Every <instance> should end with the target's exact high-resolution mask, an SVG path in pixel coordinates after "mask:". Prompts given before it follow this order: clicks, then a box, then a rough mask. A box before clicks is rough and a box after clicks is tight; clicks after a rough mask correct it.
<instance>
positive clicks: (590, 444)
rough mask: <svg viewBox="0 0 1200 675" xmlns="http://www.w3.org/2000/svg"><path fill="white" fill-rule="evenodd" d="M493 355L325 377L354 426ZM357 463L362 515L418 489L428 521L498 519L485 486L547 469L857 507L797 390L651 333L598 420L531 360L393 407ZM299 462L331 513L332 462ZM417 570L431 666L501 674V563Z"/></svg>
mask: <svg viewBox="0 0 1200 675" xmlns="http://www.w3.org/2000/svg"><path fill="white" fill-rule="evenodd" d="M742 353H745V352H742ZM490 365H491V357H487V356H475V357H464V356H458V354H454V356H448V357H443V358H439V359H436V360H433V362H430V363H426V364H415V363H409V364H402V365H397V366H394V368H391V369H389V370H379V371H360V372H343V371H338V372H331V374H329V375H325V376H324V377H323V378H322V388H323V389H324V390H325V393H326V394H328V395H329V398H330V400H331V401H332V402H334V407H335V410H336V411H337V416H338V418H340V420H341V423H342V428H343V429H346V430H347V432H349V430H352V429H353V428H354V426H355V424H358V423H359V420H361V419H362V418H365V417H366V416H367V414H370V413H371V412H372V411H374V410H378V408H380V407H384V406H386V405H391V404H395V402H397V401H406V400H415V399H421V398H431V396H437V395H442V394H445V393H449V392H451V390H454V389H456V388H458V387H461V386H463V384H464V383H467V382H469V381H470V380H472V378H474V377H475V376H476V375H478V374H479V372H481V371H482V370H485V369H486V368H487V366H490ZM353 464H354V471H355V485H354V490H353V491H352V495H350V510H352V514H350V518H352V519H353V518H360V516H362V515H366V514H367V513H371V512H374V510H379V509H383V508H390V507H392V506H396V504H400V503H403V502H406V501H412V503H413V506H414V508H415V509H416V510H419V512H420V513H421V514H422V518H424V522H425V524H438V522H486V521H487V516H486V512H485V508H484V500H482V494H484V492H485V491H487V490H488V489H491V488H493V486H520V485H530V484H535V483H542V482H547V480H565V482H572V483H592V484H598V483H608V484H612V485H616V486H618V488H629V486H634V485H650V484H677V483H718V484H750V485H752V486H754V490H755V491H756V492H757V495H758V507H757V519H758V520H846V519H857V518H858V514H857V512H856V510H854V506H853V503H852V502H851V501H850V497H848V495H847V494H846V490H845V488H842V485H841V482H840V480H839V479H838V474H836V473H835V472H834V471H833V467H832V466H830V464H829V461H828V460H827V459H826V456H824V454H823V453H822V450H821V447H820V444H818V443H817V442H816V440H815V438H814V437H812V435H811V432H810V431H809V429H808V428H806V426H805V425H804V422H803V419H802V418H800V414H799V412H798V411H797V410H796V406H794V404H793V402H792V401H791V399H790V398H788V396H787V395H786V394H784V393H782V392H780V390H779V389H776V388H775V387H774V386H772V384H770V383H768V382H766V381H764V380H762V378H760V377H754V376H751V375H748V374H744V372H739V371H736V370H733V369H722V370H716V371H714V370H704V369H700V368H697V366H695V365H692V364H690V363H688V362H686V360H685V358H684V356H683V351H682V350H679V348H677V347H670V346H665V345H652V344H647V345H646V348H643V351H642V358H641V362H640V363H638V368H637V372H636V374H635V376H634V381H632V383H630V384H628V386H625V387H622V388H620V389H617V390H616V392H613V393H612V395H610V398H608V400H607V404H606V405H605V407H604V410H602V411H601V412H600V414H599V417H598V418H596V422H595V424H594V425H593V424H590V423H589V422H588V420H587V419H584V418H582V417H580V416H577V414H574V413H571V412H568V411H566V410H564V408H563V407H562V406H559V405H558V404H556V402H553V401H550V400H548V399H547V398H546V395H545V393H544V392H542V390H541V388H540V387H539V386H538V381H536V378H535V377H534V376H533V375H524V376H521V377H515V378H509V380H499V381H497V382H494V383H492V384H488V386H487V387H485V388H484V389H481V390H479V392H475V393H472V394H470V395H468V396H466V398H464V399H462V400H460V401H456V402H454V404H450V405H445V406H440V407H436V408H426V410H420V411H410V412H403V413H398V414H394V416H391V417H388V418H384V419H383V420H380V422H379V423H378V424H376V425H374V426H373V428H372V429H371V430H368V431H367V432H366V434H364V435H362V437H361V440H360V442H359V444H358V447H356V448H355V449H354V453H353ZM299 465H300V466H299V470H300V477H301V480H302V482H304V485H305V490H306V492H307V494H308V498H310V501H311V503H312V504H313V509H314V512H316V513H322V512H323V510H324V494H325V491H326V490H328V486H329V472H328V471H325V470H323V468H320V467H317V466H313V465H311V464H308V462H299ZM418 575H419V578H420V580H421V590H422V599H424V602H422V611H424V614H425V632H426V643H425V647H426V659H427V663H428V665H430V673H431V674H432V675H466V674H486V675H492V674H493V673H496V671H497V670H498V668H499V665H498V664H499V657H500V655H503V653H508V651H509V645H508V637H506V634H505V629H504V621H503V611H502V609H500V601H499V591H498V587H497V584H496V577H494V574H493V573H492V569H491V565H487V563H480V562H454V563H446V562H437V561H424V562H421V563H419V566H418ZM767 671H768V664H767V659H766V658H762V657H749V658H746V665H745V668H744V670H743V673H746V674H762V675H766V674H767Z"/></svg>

----

## BRIEF
The lines needed run from the first line of the data through the line containing "positive clicks: (590, 444)"; give them again exactly and nothing else.

## TASK RESULT
Every <instance> should end with the target's exact high-resolution mask, an SVG path in pixel coordinates after "mask:". Prompts given before it follow this order: clicks, then a box, then a rough mask. A box before clicks is rough and a box after clicks is tight; clicks after a rough mask correct it.
<instance>
positive clicks: (590, 444)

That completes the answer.